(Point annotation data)

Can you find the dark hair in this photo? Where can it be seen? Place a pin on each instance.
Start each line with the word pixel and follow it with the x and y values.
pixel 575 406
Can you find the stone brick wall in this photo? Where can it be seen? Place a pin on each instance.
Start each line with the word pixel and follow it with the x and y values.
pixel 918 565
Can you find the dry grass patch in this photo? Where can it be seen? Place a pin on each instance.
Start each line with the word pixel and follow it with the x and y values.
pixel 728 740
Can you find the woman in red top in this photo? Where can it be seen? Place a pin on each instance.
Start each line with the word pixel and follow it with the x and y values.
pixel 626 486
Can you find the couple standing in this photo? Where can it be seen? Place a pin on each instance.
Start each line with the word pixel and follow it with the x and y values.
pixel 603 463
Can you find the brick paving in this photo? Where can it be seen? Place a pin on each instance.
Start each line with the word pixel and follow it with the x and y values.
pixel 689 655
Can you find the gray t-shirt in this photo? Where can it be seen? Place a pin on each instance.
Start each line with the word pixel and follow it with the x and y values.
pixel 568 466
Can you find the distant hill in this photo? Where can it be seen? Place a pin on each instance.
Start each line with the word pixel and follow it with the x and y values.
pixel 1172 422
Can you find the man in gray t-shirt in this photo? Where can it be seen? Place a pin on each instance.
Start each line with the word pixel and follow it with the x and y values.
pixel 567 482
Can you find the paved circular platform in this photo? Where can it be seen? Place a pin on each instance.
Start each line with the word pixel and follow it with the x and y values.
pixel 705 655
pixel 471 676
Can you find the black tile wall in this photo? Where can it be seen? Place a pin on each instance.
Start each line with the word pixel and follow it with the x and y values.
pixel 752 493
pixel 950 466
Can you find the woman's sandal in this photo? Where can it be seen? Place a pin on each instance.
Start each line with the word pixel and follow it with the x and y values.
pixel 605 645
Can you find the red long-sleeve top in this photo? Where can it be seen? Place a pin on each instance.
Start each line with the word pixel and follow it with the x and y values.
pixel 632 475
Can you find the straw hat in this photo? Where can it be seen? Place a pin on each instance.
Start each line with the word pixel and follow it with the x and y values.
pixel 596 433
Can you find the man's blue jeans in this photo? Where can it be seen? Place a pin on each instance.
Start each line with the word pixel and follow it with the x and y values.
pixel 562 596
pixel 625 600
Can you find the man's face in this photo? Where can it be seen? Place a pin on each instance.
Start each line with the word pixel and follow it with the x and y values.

> _WHAT THE EXERCISE ASKS_:
Please reproduce all the entries with "Place a pin" swapped for "Put a marker" and everything else left unchanged.

> _EXPECTED OUTPUT_:
Can you find the dark hair in this photo? Where can it be seen? Put a marker on each instance.
Start each line with the word pixel and follow it with the x and y values.
pixel 575 406
Can you find the stone brick wall in this photo? Where can it be seen? Put a marker on each instance.
Start each line with the word pixel and follow it with the x and y values.
pixel 918 565
Can you find the dry grass patch in this photo? Where can it be seen? Put a marker on each instance.
Start each line with the word pixel and follow it with the x and y values.
pixel 728 740
Can you find the woman in red top in this photo? Where can it be seen? Put a marker on each instance.
Start each line with the word pixel and follow it with the x and y values.
pixel 626 486
Can you find the couple standing in this photo? Where can it be seen? Put a marker on each instance.
Start each line with the word pixel and follow it with the x and y values.
pixel 603 463
Can you find the brick paving in this photo? Where can it be seen? Put a marker on each instance.
Start each line with the word pixel and follow it with the x and y values.
pixel 689 655
Can you find the gray t-shirt in this photo? Where can it be seen? Put a marker on each instance.
Start each line with the word pixel and follow it with the x and y values.
pixel 568 466
Can you find the distant hill in this photo? Where can it be seen? Put a marker on each instance.
Start each line with the word pixel and follow it with the x and y values.
pixel 1172 422
Can you find the man in gray t-shirt in this photo? Where can it be seen? Put a marker on each instance.
Start each line with the word pixel and follow it with the x and y values.
pixel 567 482
Can you find the paved circular platform in this photo? Where can it be seen? Put a marker on each instance.
Start each line with the word pixel and follow it with the x and y values.
pixel 705 655
pixel 471 676
Can you find the black tile wall in this photo? Where can it be seen? Put a marker on each instance.
Start each line with the word pixel and follow it with the x and y values.
pixel 752 493
pixel 950 466
Can you find the woman's sandal in this photo? Where can it be seen? Put a marker on each instance.
Start each line with the word pixel and follow it with the x and y values.
pixel 605 645
Can you find the red long-sleeve top in this photo? Where can it be seen? Put a marker on each instance.
Start each line with the word pixel and follow it with the x and y values.
pixel 632 475
Can you find the straw hat in this photo? Where can it be seen? Put a marker on each instance.
Start each line with the word pixel and follow it with the x and y values.
pixel 596 433
Can you find the man's blue jeans in this photo? Where can it be seen? Put a marker on each instance.
Start each line with the word pixel and follow it with the x and y values.
pixel 562 596
pixel 625 600
Can you find the man's face in this photo? Where can it be seen? Put a marker on each instance.
Start each line with the word pixel and follow it with the x and y values.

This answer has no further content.